• [Data for this exercise]:
==========

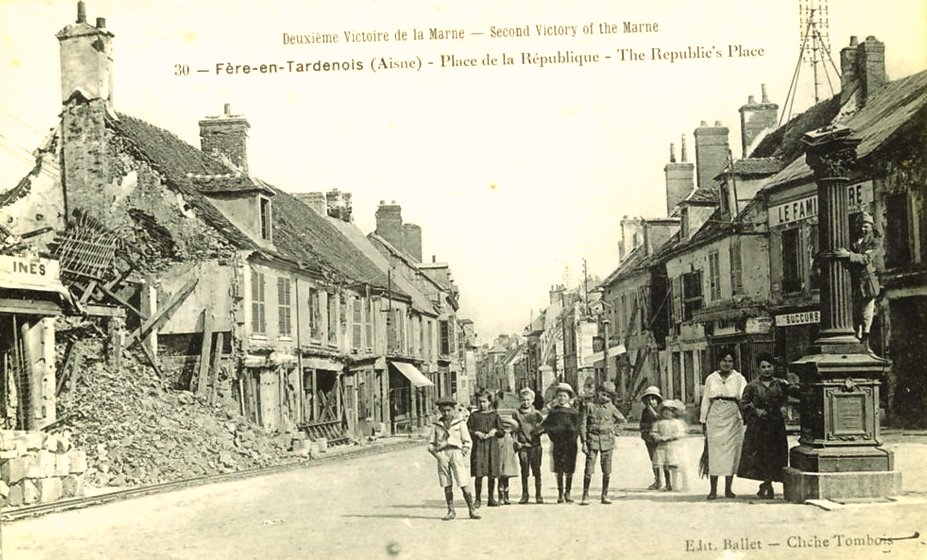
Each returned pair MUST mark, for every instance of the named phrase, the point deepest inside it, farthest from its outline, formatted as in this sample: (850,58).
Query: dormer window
(265,218)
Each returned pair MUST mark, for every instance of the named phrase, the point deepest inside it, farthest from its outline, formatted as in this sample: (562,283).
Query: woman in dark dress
(485,426)
(765,448)
(562,427)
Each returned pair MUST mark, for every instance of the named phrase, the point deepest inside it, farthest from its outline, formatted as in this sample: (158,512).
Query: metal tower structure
(814,52)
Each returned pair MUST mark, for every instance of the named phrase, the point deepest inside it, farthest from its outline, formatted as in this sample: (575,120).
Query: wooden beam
(162,315)
(214,370)
(205,351)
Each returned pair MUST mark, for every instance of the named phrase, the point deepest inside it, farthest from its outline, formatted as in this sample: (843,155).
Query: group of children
(487,446)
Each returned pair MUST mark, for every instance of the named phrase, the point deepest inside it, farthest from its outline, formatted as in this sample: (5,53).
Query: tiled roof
(886,112)
(174,158)
(785,143)
(754,166)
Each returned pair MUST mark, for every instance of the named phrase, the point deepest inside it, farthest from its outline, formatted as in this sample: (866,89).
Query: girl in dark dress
(765,449)
(485,426)
(562,427)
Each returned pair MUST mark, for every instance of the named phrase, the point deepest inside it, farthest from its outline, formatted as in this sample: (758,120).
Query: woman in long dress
(722,423)
(765,450)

==========

Restate the final lines of the listing above word for word, beginning at the line that contains "this sample: (758,120).".

Each returned pair MUST mark, for every instance of the named phrase, the point deepest inside it, farthest from its outline, formatted as in this sample: (758,120).
Query: woman in long dress
(722,423)
(765,450)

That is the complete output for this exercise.